→ **Direction**
Pick out each line in the listing below that contains the word "dark".

= = = =

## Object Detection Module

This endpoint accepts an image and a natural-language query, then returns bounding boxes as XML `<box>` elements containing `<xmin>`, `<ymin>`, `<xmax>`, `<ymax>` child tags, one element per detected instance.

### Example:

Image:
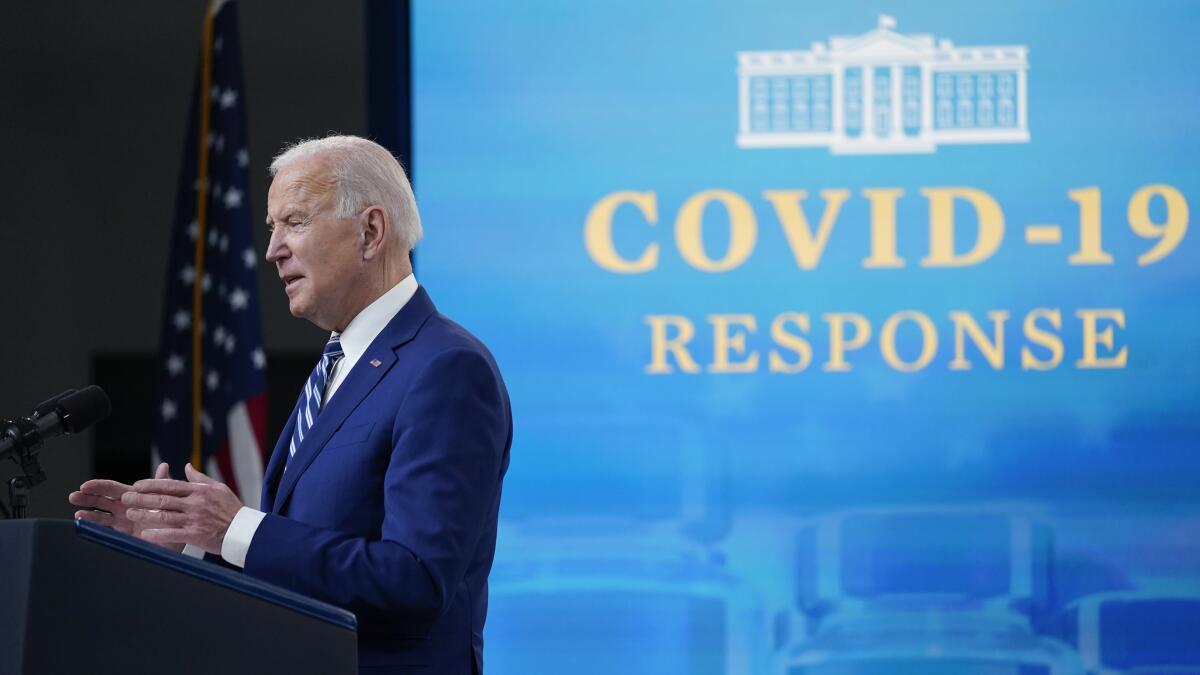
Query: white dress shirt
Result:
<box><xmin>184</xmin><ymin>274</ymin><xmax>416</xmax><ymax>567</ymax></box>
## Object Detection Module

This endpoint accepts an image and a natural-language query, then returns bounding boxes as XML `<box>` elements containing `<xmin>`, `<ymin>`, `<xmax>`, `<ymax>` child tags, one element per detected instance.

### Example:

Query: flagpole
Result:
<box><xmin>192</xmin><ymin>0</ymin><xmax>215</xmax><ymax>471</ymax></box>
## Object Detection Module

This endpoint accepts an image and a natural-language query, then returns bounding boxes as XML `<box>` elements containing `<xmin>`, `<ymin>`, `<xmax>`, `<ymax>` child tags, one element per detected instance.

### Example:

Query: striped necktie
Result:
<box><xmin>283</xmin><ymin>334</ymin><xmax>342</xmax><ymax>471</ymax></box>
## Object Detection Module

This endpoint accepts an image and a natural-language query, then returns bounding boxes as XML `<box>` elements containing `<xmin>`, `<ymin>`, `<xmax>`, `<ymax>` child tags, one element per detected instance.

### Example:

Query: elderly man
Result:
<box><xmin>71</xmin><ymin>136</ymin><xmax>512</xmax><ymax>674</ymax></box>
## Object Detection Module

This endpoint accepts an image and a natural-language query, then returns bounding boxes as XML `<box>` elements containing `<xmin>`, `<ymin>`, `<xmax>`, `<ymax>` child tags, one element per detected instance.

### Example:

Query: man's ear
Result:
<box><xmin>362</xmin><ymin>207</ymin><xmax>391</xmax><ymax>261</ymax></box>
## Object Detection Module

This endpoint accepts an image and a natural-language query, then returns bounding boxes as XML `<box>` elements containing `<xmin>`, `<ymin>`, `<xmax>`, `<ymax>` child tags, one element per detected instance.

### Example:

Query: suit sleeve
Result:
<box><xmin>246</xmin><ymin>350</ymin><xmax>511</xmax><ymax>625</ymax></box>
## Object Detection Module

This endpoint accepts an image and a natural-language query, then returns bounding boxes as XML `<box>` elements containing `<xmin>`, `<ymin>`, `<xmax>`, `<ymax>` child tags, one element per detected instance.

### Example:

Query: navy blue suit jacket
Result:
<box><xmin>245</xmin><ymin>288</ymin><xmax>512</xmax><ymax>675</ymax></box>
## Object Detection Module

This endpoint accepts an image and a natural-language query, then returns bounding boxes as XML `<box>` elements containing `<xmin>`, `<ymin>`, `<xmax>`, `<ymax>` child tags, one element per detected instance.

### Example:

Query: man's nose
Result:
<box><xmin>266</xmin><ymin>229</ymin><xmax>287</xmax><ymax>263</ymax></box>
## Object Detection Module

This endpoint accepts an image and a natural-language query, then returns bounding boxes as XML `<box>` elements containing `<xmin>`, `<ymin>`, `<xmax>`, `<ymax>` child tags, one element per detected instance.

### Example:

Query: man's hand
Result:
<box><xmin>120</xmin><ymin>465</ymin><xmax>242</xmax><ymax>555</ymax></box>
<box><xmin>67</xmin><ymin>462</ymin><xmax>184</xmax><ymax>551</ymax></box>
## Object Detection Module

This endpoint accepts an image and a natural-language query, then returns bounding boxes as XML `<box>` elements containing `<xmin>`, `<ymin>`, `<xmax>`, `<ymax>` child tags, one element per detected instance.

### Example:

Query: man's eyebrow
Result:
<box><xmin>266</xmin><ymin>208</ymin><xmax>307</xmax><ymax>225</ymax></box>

= = = =

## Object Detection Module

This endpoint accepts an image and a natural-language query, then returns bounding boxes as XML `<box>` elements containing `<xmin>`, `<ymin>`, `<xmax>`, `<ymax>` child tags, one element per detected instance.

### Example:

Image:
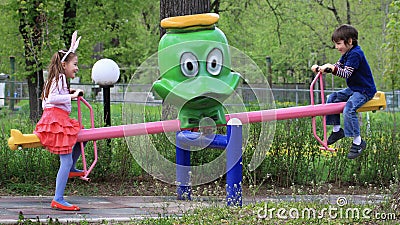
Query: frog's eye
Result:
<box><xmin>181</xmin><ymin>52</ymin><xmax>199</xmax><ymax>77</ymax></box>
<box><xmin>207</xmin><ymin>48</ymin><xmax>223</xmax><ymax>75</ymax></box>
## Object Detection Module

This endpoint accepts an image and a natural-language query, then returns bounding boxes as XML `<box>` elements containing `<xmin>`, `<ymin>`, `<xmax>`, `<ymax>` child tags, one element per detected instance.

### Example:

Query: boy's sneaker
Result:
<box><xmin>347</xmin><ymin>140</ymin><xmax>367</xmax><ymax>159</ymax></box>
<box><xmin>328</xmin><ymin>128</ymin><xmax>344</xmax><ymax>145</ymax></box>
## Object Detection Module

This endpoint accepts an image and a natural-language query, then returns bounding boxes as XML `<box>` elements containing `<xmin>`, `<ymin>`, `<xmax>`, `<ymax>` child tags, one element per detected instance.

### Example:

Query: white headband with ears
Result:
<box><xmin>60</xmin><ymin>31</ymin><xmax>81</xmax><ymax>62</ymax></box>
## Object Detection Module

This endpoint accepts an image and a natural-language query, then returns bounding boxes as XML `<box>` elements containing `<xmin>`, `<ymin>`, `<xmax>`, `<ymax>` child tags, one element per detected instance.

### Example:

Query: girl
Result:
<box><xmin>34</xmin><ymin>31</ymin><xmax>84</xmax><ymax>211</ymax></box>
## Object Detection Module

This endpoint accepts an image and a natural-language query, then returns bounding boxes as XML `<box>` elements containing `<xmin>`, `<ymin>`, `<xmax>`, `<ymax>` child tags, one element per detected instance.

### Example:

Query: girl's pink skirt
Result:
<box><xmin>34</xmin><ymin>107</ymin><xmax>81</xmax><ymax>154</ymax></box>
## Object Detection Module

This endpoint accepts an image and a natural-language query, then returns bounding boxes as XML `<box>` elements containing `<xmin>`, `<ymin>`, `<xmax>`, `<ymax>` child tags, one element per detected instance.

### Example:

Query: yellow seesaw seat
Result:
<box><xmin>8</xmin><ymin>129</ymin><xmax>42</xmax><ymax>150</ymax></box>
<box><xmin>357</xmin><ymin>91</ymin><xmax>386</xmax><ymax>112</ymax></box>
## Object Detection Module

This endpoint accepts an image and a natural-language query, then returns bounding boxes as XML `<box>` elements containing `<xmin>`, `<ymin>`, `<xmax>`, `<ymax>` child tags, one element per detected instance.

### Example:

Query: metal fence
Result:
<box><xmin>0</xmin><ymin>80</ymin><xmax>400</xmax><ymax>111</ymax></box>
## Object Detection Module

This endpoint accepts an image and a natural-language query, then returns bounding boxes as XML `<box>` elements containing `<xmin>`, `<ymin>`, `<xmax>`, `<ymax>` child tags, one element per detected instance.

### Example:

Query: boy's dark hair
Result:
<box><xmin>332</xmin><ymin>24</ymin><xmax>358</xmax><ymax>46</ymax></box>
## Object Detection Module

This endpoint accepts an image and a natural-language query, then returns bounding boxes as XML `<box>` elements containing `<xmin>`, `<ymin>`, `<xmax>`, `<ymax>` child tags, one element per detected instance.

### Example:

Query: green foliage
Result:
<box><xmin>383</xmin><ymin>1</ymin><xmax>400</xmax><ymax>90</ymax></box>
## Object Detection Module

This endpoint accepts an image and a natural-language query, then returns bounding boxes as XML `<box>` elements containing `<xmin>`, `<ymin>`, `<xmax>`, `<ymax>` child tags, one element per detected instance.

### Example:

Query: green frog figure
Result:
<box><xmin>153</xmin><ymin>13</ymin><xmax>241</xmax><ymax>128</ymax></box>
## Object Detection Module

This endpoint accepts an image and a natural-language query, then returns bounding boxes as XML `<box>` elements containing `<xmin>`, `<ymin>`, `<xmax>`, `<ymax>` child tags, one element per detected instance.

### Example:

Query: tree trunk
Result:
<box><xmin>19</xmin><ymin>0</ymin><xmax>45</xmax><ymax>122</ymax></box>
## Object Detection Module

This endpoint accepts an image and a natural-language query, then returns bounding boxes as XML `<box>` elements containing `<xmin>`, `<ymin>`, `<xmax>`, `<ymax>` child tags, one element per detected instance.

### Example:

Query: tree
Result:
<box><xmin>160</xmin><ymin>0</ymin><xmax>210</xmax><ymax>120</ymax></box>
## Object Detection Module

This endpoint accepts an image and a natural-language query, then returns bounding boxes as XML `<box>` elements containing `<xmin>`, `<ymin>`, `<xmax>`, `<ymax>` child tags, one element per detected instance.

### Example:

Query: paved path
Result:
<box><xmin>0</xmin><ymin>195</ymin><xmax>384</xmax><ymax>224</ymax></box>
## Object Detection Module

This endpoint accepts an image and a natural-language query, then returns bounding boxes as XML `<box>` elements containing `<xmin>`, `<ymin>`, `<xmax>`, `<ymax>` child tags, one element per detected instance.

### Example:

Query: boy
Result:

= = = =

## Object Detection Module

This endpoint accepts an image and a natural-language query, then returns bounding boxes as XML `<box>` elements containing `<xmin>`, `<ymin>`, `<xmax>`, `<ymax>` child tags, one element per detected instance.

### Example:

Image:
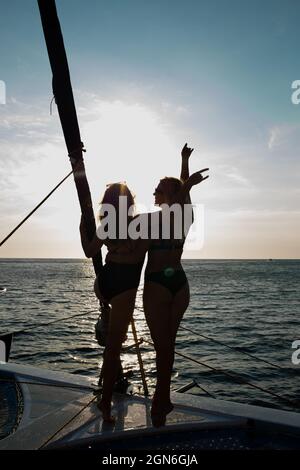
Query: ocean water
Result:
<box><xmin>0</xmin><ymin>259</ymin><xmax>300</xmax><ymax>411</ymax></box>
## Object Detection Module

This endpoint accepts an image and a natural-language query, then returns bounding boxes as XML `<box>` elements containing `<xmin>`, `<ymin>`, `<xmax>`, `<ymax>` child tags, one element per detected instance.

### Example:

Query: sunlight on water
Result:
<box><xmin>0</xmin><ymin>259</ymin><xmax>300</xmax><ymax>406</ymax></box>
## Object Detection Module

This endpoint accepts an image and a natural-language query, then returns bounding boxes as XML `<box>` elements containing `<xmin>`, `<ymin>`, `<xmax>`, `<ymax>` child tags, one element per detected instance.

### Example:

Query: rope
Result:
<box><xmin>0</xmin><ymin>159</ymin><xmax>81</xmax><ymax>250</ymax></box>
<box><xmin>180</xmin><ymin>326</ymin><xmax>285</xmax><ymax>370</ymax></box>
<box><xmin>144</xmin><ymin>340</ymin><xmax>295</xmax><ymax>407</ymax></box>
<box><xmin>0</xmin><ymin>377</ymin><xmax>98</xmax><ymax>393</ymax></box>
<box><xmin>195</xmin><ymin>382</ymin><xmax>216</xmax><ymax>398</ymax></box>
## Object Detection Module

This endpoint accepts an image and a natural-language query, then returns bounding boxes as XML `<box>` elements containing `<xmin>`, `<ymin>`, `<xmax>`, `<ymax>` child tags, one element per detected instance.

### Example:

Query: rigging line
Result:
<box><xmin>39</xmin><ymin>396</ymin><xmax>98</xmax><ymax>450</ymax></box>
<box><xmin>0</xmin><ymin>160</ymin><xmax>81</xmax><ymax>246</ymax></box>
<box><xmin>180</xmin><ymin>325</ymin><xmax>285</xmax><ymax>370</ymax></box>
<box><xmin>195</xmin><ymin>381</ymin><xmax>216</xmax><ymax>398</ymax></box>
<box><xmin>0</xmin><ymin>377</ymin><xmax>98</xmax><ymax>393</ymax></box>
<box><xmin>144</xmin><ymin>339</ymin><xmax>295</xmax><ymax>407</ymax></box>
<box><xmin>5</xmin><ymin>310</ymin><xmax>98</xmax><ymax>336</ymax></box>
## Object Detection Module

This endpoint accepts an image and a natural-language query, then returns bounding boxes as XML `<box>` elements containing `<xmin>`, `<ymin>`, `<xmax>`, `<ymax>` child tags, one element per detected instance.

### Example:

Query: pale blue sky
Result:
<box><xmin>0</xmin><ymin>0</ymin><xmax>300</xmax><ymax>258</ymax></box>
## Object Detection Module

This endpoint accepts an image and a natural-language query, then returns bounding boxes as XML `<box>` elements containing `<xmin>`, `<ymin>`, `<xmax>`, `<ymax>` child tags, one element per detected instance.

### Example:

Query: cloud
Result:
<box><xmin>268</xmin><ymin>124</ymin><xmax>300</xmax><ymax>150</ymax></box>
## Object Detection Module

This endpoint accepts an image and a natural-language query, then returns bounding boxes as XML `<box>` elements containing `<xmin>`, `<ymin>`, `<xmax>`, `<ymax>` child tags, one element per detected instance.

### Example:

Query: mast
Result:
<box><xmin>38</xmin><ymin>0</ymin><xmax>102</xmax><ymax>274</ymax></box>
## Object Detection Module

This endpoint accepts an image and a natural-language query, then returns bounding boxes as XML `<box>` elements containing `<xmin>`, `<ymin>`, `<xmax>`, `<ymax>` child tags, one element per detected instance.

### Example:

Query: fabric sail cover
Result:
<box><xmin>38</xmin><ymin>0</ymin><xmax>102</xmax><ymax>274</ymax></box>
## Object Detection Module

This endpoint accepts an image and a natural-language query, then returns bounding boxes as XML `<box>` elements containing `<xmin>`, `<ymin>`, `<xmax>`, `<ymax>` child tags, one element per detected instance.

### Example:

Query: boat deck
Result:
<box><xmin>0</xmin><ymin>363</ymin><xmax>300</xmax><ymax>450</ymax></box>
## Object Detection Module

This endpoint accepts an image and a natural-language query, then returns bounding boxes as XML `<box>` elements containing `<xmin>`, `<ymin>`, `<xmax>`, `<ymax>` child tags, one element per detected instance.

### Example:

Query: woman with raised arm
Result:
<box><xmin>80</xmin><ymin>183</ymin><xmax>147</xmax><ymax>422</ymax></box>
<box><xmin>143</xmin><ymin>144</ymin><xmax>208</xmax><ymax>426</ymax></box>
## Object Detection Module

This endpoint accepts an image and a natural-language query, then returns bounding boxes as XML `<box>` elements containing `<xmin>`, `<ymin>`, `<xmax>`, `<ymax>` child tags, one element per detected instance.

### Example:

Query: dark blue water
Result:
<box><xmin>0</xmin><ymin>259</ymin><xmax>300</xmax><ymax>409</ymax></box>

= = = =

→ **Finished answer**
Query: boy's dark hair
Query: dark blue water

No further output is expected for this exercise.